Excerpted passage:
_____

Samsung just sent out invites for its next Unpacked event. There are those companies that like to sneak hints into their invites — and then there’s Samsung. The note leads with the big, bold words “Get ready to unfold” and features a pair of flat-colored objects that can reasonably be said to resemble the form factors of the Galaxy Z Fold and Flip, respectively.

In keeping with…the general state of the world over the past year-and-a-half, the event will be held virtually on Wednesday, August 11. Interestingly, the company is also opening up preorders on its “next flagship,” sights and specs unseen. Perks for early preorders include “12 free months of Samsung Care+, up to an extra $200 trade-in credit and a special pre-order offer.”

But honestly, it’s generally best to wait until you actually see the thing and maybe even read a review or two.

There’s a lot to unpack (so to speak) ahead of the event. First, I’m probably not alone in expecting that the company would focus its next big event on the upcoming Galaxy Watch. The big event at MWC was a bit of a dud (not unlike MWC itself), offering up more information on the upcoming wearable partnership with Google, in lieu of announcing any hardware.

As the company noted at the time, “The upcoming One UI Watch will debut at an upcoming Unpacked event later this summer, sporting the new UI, as well as the forthcoming joint Samsung/Google platform.”

_____

Record set:
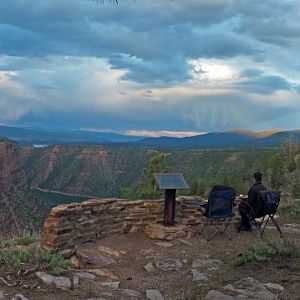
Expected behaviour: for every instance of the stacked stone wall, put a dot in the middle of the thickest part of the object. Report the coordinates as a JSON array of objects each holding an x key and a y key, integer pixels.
[{"x": 68, "y": 226}]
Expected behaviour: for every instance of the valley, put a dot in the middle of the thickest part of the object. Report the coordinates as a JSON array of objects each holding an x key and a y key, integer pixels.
[{"x": 33, "y": 180}]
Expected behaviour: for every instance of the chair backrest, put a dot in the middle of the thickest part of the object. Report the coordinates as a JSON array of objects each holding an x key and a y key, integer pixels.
[
  {"x": 220, "y": 202},
  {"x": 271, "y": 200}
]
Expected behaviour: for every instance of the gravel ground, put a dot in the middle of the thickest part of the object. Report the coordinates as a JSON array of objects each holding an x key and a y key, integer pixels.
[{"x": 173, "y": 285}]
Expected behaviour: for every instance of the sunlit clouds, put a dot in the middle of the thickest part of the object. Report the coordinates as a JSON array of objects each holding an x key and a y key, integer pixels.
[{"x": 152, "y": 68}]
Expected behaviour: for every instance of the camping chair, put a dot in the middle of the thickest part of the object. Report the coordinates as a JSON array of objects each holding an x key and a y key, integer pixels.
[
  {"x": 219, "y": 209},
  {"x": 271, "y": 200}
]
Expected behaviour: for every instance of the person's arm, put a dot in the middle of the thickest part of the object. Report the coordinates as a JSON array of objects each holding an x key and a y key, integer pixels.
[{"x": 252, "y": 197}]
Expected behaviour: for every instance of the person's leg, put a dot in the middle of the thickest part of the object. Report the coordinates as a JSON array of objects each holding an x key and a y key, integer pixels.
[{"x": 244, "y": 210}]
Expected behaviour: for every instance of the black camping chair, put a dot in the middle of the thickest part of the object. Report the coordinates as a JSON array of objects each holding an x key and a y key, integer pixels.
[
  {"x": 271, "y": 200},
  {"x": 219, "y": 209}
]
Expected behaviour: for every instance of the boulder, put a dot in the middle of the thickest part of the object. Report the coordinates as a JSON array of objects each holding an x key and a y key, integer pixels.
[
  {"x": 154, "y": 295},
  {"x": 169, "y": 264}
]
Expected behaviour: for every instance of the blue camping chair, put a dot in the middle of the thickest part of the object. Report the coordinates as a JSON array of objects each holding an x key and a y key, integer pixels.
[
  {"x": 219, "y": 210},
  {"x": 270, "y": 200}
]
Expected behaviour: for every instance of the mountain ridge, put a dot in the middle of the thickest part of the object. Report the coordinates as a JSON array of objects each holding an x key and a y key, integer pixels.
[{"x": 226, "y": 139}]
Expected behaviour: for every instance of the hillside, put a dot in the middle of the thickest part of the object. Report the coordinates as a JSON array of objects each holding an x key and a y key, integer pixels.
[
  {"x": 236, "y": 138},
  {"x": 95, "y": 171}
]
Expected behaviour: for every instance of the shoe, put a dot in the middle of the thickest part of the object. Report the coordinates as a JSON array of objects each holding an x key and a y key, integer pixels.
[{"x": 242, "y": 227}]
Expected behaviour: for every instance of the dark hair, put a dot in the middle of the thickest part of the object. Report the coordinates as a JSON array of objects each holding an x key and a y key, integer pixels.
[{"x": 257, "y": 176}]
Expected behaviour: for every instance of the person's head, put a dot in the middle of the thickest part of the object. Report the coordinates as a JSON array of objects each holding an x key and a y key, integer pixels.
[{"x": 257, "y": 176}]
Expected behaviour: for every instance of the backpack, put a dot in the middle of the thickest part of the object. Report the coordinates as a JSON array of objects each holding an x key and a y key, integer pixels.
[{"x": 270, "y": 201}]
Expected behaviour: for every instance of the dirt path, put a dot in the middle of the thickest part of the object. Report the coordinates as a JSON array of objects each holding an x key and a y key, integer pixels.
[{"x": 176, "y": 284}]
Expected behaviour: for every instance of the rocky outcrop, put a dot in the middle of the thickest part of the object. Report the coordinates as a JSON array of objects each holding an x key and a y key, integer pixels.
[{"x": 69, "y": 226}]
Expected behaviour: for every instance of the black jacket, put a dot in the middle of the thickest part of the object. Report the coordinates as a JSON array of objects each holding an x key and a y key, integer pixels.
[{"x": 255, "y": 200}]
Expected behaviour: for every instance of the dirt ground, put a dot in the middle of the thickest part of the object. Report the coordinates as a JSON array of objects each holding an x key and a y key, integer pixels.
[{"x": 178, "y": 285}]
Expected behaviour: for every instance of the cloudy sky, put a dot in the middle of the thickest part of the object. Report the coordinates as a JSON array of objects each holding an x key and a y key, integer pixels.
[{"x": 150, "y": 67}]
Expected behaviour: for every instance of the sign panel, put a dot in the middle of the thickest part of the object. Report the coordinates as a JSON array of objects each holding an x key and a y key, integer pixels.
[{"x": 170, "y": 181}]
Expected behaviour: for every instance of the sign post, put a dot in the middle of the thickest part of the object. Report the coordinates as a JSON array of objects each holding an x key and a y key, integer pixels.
[{"x": 170, "y": 182}]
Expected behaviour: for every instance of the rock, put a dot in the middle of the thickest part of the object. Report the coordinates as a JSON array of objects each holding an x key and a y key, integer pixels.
[
  {"x": 164, "y": 245},
  {"x": 75, "y": 263},
  {"x": 109, "y": 251},
  {"x": 92, "y": 257},
  {"x": 169, "y": 265},
  {"x": 96, "y": 298},
  {"x": 131, "y": 293},
  {"x": 45, "y": 278},
  {"x": 149, "y": 267},
  {"x": 154, "y": 295},
  {"x": 168, "y": 233},
  {"x": 215, "y": 295},
  {"x": 111, "y": 284},
  {"x": 147, "y": 252},
  {"x": 186, "y": 243},
  {"x": 103, "y": 273},
  {"x": 198, "y": 276},
  {"x": 201, "y": 263},
  {"x": 134, "y": 229},
  {"x": 273, "y": 287},
  {"x": 2, "y": 295},
  {"x": 251, "y": 288},
  {"x": 85, "y": 275},
  {"x": 75, "y": 281},
  {"x": 63, "y": 283},
  {"x": 19, "y": 297}
]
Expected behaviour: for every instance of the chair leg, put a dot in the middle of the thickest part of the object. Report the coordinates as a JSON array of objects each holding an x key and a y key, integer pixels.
[
  {"x": 204, "y": 225},
  {"x": 258, "y": 227},
  {"x": 277, "y": 226},
  {"x": 220, "y": 229}
]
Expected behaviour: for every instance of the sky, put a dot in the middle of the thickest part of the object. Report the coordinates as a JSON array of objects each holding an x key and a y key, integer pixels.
[{"x": 150, "y": 67}]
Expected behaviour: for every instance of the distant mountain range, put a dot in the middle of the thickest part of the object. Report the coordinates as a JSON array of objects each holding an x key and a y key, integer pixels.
[
  {"x": 27, "y": 136},
  {"x": 229, "y": 139}
]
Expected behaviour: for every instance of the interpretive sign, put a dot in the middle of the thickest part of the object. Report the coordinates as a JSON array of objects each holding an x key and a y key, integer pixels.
[{"x": 170, "y": 182}]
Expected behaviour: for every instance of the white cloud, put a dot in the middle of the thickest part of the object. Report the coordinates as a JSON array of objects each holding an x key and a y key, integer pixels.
[{"x": 158, "y": 133}]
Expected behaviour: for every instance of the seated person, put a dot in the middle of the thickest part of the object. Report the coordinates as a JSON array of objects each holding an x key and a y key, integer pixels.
[
  {"x": 215, "y": 187},
  {"x": 252, "y": 207}
]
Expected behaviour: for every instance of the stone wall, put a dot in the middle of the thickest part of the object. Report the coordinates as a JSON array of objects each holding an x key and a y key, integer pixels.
[{"x": 68, "y": 226}]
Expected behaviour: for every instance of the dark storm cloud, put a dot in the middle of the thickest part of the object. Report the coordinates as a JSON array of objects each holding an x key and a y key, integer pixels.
[
  {"x": 256, "y": 81},
  {"x": 164, "y": 33}
]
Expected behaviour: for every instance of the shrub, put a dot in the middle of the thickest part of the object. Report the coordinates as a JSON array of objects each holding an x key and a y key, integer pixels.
[
  {"x": 263, "y": 252},
  {"x": 26, "y": 240},
  {"x": 290, "y": 207}
]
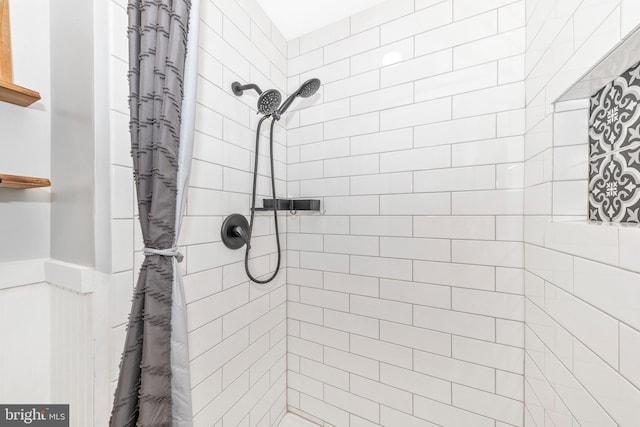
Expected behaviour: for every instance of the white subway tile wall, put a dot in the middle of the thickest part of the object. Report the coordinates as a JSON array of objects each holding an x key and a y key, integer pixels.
[
  {"x": 237, "y": 333},
  {"x": 581, "y": 320},
  {"x": 407, "y": 306},
  {"x": 440, "y": 160}
]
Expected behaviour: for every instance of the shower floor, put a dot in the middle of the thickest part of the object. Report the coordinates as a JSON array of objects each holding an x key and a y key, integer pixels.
[{"x": 291, "y": 420}]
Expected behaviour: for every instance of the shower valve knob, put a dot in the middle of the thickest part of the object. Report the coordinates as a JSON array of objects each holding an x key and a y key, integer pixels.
[{"x": 235, "y": 232}]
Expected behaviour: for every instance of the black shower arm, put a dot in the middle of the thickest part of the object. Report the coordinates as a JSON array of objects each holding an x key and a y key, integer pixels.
[
  {"x": 238, "y": 88},
  {"x": 287, "y": 103}
]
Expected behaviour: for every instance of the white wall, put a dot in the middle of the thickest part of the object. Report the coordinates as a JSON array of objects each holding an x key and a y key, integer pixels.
[
  {"x": 25, "y": 136},
  {"x": 405, "y": 299},
  {"x": 237, "y": 332},
  {"x": 582, "y": 312}
]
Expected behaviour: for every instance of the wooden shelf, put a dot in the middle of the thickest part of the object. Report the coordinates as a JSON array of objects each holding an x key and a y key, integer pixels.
[
  {"x": 14, "y": 181},
  {"x": 17, "y": 95},
  {"x": 9, "y": 92}
]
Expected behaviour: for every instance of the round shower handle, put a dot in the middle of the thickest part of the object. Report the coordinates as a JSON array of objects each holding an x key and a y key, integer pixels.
[{"x": 235, "y": 232}]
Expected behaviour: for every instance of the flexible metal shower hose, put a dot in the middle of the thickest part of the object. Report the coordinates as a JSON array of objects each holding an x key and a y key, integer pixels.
[{"x": 253, "y": 204}]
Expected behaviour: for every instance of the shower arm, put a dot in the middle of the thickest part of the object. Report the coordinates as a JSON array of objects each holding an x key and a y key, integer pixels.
[
  {"x": 287, "y": 103},
  {"x": 238, "y": 89}
]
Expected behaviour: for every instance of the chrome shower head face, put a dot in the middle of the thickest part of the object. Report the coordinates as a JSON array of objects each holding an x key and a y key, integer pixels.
[
  {"x": 309, "y": 88},
  {"x": 269, "y": 101}
]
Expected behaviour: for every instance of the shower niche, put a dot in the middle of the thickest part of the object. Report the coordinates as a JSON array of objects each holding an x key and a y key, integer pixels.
[{"x": 610, "y": 95}]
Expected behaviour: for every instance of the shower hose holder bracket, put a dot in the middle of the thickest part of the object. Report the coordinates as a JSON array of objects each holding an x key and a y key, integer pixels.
[{"x": 292, "y": 205}]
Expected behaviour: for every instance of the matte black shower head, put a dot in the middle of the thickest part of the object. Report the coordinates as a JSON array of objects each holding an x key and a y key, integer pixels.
[
  {"x": 308, "y": 88},
  {"x": 269, "y": 100}
]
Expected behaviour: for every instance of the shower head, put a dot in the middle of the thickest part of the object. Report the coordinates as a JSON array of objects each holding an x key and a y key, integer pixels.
[
  {"x": 269, "y": 100},
  {"x": 308, "y": 88}
]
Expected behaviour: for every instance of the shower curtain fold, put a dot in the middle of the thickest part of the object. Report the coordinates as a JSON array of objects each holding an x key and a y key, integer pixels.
[{"x": 153, "y": 385}]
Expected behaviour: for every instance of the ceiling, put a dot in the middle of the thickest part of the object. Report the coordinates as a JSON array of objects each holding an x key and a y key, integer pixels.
[{"x": 298, "y": 17}]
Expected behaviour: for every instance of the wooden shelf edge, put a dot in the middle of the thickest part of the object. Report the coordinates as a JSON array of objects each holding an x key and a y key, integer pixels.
[
  {"x": 14, "y": 181},
  {"x": 17, "y": 95}
]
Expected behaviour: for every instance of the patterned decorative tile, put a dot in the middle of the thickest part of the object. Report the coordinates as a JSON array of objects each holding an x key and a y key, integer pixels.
[
  {"x": 614, "y": 190},
  {"x": 614, "y": 150}
]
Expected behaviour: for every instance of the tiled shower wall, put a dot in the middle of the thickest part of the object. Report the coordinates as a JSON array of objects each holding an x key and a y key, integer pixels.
[
  {"x": 405, "y": 299},
  {"x": 237, "y": 332},
  {"x": 581, "y": 280}
]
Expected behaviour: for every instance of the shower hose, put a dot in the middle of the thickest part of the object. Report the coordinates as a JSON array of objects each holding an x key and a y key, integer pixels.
[{"x": 253, "y": 204}]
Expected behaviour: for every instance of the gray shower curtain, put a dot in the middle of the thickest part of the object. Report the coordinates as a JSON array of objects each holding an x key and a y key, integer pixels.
[{"x": 152, "y": 388}]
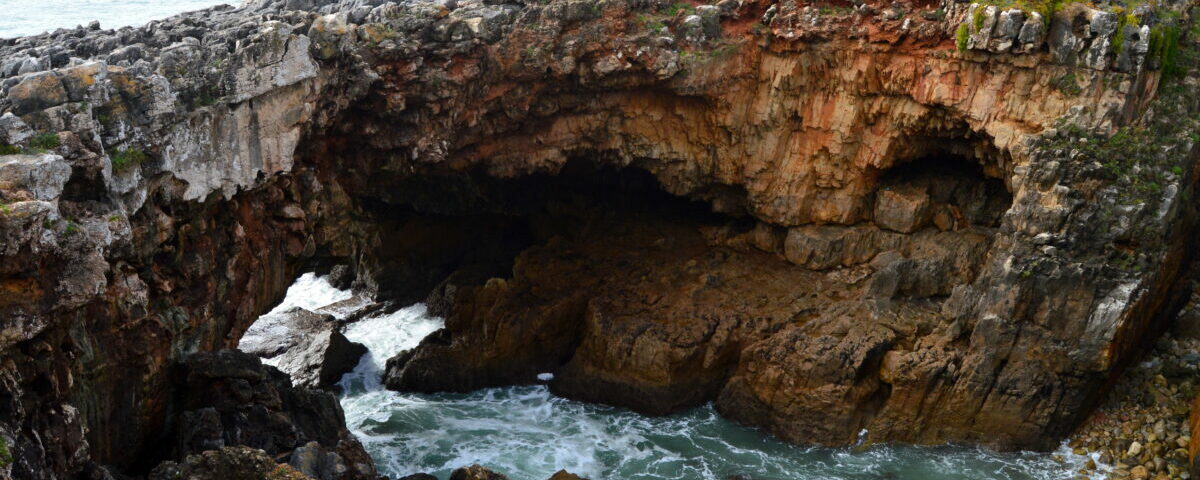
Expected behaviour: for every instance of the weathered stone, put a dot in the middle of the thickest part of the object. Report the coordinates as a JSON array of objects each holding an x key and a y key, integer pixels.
[
  {"x": 475, "y": 473},
  {"x": 33, "y": 177},
  {"x": 904, "y": 210}
]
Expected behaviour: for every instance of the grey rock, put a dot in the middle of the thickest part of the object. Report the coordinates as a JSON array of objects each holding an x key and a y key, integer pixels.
[{"x": 34, "y": 177}]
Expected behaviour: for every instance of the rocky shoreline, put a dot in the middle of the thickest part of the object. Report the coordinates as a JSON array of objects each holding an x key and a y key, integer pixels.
[{"x": 969, "y": 219}]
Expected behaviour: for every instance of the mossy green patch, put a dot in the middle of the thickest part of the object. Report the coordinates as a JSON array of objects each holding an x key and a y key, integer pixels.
[
  {"x": 45, "y": 142},
  {"x": 125, "y": 159}
]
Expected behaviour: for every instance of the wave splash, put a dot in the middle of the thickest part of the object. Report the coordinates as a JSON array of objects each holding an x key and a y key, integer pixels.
[{"x": 528, "y": 433}]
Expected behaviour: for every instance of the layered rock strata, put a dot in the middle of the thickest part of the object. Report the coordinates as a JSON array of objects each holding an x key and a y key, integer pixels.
[{"x": 179, "y": 177}]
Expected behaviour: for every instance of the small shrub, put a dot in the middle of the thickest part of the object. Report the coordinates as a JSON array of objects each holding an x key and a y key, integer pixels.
[
  {"x": 675, "y": 9},
  {"x": 979, "y": 17},
  {"x": 125, "y": 159},
  {"x": 45, "y": 142},
  {"x": 1067, "y": 84}
]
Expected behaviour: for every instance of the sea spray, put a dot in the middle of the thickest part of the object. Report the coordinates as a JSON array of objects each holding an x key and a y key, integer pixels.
[{"x": 526, "y": 432}]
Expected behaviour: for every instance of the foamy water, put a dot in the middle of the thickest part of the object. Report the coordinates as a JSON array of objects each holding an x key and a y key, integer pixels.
[
  {"x": 528, "y": 433},
  {"x": 31, "y": 17}
]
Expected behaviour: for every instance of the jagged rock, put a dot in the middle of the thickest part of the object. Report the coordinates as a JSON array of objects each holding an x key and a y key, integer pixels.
[
  {"x": 231, "y": 399},
  {"x": 904, "y": 210},
  {"x": 475, "y": 473},
  {"x": 565, "y": 475},
  {"x": 305, "y": 345},
  {"x": 226, "y": 463},
  {"x": 186, "y": 137},
  {"x": 33, "y": 178}
]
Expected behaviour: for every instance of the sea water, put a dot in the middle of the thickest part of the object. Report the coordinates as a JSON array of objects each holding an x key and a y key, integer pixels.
[
  {"x": 31, "y": 17},
  {"x": 528, "y": 433},
  {"x": 525, "y": 431}
]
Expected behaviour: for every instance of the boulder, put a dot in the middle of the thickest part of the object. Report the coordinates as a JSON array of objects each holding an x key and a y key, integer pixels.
[
  {"x": 304, "y": 345},
  {"x": 33, "y": 177},
  {"x": 475, "y": 473},
  {"x": 226, "y": 463},
  {"x": 231, "y": 399},
  {"x": 903, "y": 209}
]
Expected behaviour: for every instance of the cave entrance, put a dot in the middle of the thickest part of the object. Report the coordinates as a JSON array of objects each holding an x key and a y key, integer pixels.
[{"x": 943, "y": 190}]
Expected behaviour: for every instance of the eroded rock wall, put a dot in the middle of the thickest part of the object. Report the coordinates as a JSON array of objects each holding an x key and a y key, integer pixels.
[{"x": 213, "y": 155}]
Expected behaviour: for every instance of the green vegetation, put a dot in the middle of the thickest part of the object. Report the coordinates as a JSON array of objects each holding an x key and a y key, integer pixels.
[
  {"x": 934, "y": 15},
  {"x": 1047, "y": 9},
  {"x": 653, "y": 24},
  {"x": 45, "y": 142},
  {"x": 963, "y": 37},
  {"x": 1164, "y": 46},
  {"x": 1067, "y": 84},
  {"x": 679, "y": 6},
  {"x": 828, "y": 11},
  {"x": 125, "y": 159},
  {"x": 979, "y": 17}
]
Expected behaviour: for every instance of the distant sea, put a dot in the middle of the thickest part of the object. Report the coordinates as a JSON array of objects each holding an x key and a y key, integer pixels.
[{"x": 33, "y": 17}]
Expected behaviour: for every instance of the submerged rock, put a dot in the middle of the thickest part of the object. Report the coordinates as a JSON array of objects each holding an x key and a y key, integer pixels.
[
  {"x": 475, "y": 473},
  {"x": 232, "y": 399},
  {"x": 205, "y": 160},
  {"x": 304, "y": 345},
  {"x": 226, "y": 463}
]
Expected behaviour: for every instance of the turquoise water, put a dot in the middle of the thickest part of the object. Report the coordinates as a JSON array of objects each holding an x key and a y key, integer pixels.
[
  {"x": 31, "y": 17},
  {"x": 528, "y": 433}
]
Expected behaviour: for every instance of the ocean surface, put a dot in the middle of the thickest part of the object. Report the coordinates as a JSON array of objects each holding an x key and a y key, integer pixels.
[
  {"x": 33, "y": 17},
  {"x": 525, "y": 431},
  {"x": 528, "y": 433}
]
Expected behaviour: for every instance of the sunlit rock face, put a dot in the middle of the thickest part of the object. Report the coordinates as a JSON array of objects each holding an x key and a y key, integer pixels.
[{"x": 910, "y": 237}]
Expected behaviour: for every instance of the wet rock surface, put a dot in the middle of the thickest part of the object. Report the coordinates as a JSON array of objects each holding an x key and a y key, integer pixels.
[
  {"x": 232, "y": 399},
  {"x": 1141, "y": 430},
  {"x": 185, "y": 172},
  {"x": 306, "y": 346}
]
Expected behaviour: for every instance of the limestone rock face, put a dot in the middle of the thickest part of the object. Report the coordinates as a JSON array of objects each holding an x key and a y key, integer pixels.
[
  {"x": 304, "y": 345},
  {"x": 204, "y": 160},
  {"x": 234, "y": 400},
  {"x": 229, "y": 462}
]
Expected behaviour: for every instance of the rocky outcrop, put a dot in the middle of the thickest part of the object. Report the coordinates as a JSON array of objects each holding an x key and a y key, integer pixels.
[
  {"x": 306, "y": 346},
  {"x": 229, "y": 462},
  {"x": 214, "y": 155},
  {"x": 231, "y": 399}
]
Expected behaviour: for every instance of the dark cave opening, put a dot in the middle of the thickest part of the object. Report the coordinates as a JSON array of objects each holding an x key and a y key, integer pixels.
[
  {"x": 469, "y": 227},
  {"x": 947, "y": 191}
]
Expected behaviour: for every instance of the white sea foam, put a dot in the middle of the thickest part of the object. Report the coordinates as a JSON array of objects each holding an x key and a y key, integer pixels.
[
  {"x": 528, "y": 433},
  {"x": 30, "y": 17},
  {"x": 311, "y": 292}
]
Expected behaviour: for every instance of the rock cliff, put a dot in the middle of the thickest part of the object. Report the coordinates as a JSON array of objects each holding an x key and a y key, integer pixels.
[{"x": 939, "y": 222}]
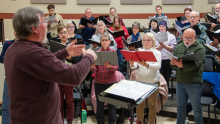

_____

Exercise description: Please copy out the Samsung Unpacked passage above in full, word for word.

Solution to the exercise:
Samsung just sent out invites for its next Unpacked event. There are those companies that like to sneak hints into their invites — and then there’s Samsung. The note leads with the big, bold words “Get ready to unfold” and features a pair of flat-colored objects that can reasonably be said to resemble the form factors of the Galaxy Z Fold and Flip, respectively.

In keeping with…the general state of the world over the past year-and-a-half, the event will be held virtually on Wednesday, August 11. Interestingly, the company is also opening up preorders on its “next flagship,” sights and specs unseen. Perks for early preorders include “12 free months of Samsung Care+, up to an extra $200 trade-in credit and a special pre-order offer.”

But honestly, it’s generally best to wait until you actually see the thing and maybe even read a review or two.

There’s a lot to unpack (so to speak) ahead of the event. First, I’m probably not alone in expecting that the company would focus its next big event on the upcoming Galaxy Watch. The big event at MWC was a bit of a dud (not unlike MWC itself), offering up more information on the upcoming wearable partnership with Google, in lieu of announcing any hardware.

As the company noted at the time, “The upcoming One UI Watch will debut at an upcoming Unpacked event later this summer, sporting the new UI, as well as the forthcoming joint Samsung/Google platform.”